Please report each line in the material below that contains the word "window".

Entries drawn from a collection
+++++

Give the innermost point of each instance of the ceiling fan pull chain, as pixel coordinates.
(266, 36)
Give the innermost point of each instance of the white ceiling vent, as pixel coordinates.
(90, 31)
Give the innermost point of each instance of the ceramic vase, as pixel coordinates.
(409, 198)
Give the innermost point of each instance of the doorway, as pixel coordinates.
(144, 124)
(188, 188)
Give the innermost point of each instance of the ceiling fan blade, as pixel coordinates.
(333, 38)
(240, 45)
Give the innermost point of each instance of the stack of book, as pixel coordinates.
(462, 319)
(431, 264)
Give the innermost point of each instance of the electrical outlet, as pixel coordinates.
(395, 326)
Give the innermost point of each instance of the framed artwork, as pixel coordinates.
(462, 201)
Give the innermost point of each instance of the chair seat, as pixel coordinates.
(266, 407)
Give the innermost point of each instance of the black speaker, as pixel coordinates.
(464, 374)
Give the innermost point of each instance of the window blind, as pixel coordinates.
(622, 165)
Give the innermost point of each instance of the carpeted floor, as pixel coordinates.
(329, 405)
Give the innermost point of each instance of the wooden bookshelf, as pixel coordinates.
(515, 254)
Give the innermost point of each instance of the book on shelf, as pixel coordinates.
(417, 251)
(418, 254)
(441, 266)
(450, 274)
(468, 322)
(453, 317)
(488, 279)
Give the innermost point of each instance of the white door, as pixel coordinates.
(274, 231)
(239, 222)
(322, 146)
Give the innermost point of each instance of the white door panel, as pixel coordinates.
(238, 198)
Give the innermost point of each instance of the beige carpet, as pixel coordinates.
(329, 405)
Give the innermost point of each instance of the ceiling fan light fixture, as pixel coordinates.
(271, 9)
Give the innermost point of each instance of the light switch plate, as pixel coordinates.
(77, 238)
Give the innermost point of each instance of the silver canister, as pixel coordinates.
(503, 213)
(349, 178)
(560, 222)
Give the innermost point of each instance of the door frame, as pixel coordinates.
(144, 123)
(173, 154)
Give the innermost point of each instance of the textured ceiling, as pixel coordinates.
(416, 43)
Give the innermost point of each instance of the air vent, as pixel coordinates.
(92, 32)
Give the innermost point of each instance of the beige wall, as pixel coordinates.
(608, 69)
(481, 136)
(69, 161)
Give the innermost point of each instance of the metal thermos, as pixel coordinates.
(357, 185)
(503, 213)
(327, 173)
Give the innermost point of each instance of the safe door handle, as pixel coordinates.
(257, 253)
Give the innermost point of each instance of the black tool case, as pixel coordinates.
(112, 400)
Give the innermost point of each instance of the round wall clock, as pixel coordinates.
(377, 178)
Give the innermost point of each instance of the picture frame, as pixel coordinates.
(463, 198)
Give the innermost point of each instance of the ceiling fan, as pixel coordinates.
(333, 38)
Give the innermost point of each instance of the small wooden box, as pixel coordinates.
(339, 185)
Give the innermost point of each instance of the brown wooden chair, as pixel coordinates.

+++++

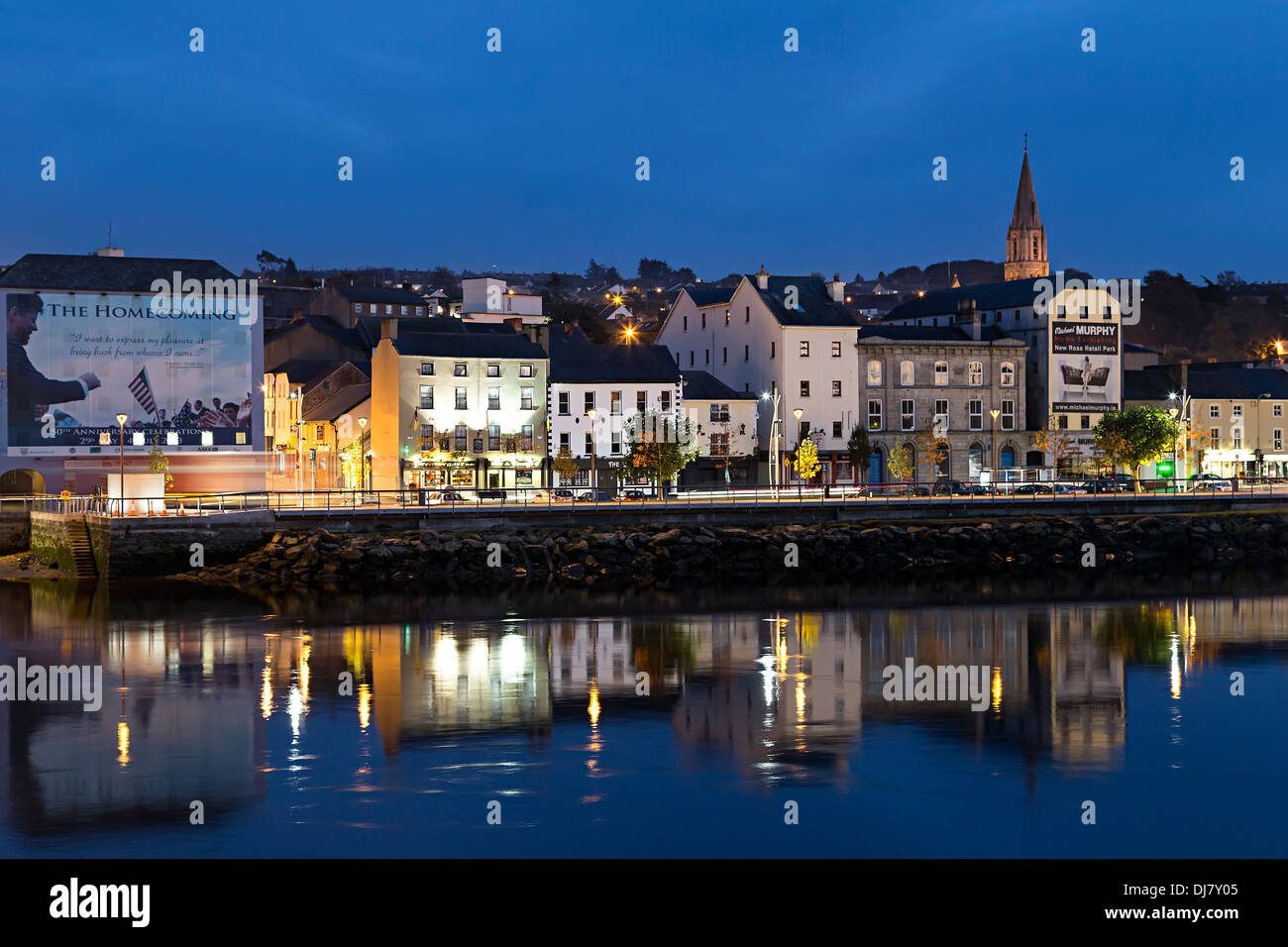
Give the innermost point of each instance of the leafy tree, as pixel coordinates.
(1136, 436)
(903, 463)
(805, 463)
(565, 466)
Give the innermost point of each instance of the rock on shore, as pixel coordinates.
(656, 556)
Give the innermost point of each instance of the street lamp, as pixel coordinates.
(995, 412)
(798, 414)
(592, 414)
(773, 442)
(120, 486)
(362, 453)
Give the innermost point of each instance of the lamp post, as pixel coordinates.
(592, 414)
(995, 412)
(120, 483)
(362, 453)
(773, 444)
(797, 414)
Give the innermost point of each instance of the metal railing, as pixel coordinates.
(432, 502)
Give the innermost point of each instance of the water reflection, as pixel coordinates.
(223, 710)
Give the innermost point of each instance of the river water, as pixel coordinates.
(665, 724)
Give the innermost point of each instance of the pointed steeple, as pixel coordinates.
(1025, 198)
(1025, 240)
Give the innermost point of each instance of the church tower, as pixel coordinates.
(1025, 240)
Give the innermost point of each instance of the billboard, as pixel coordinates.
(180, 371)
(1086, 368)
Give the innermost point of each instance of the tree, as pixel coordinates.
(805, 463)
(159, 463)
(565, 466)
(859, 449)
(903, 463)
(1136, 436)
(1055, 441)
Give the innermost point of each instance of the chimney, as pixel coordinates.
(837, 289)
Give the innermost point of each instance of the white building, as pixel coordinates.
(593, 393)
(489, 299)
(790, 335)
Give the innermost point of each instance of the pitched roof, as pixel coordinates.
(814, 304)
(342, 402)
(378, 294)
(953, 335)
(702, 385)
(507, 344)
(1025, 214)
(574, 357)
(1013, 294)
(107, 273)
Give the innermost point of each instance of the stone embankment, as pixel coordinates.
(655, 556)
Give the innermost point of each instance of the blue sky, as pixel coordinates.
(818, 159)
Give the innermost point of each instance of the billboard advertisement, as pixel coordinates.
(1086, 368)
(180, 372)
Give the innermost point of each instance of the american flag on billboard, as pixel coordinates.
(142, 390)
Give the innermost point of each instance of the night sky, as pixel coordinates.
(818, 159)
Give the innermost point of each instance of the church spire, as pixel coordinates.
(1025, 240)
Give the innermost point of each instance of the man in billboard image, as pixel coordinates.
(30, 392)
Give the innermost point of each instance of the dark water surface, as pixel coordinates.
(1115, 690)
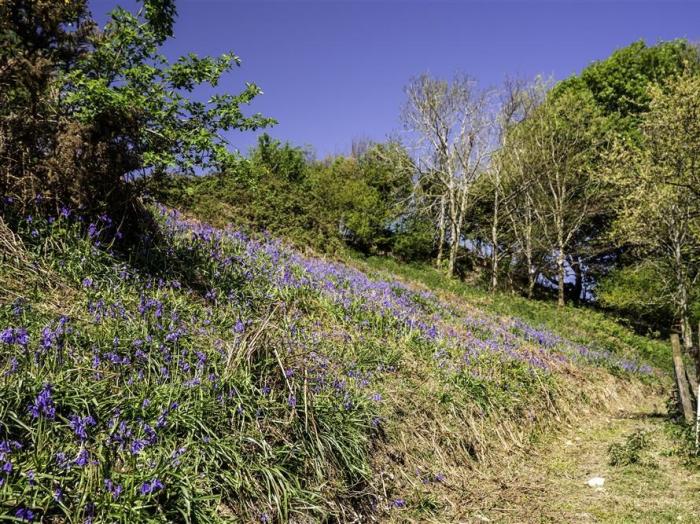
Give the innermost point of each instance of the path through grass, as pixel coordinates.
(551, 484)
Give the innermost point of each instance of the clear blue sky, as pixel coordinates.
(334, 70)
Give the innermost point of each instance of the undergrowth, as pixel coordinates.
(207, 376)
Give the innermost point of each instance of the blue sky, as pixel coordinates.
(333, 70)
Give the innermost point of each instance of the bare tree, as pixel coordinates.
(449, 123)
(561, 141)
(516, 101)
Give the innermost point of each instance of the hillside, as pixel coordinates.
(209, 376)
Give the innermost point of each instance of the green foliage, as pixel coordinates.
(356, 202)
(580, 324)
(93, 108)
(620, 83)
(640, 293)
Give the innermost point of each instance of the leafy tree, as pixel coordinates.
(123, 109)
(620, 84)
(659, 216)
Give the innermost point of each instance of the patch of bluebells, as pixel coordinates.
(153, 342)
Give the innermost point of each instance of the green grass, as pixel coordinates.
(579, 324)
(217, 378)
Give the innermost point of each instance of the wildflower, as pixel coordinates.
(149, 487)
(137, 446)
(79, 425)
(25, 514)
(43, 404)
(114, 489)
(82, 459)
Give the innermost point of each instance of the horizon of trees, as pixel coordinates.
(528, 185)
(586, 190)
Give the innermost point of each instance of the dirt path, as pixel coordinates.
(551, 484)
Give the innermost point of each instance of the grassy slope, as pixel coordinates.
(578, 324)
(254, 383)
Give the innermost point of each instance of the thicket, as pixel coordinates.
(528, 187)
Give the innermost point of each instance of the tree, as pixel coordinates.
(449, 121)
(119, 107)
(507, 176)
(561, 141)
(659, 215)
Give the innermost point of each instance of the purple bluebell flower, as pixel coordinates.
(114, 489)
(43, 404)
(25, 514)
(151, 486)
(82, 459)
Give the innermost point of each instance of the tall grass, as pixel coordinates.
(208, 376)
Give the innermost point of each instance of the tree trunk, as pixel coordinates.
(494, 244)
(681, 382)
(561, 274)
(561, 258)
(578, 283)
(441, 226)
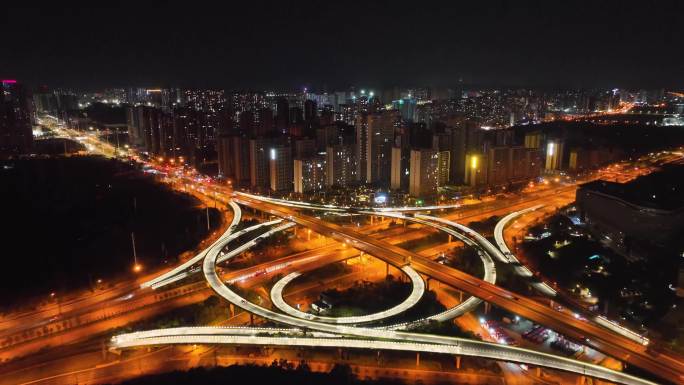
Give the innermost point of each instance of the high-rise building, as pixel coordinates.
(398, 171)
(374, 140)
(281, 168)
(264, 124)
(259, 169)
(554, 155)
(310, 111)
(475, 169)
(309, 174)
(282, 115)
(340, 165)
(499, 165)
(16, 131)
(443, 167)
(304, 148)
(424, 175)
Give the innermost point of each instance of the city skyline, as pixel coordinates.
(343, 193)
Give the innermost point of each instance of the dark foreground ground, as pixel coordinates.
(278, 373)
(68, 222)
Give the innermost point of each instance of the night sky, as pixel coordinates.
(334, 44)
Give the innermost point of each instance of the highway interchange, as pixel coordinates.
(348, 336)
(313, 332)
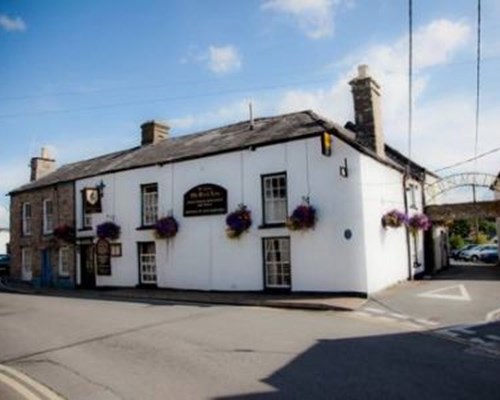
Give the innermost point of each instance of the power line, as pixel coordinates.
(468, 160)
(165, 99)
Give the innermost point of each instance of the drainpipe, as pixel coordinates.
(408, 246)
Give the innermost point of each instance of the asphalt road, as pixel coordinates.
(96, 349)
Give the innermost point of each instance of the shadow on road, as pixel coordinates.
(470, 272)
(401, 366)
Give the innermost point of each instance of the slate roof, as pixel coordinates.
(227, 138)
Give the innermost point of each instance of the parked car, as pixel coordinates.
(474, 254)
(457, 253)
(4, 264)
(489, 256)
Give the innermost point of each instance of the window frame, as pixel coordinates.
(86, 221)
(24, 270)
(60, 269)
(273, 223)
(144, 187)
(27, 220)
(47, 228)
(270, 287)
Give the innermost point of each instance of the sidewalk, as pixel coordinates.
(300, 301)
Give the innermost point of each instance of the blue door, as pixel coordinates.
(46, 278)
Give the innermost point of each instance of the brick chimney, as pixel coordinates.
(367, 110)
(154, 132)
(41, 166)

+++++

Full response:
Give the innermost point of each instance of the window blind, as pixel coordinates.
Give the innermost point of each instance of the window frame, as pixel coordinates.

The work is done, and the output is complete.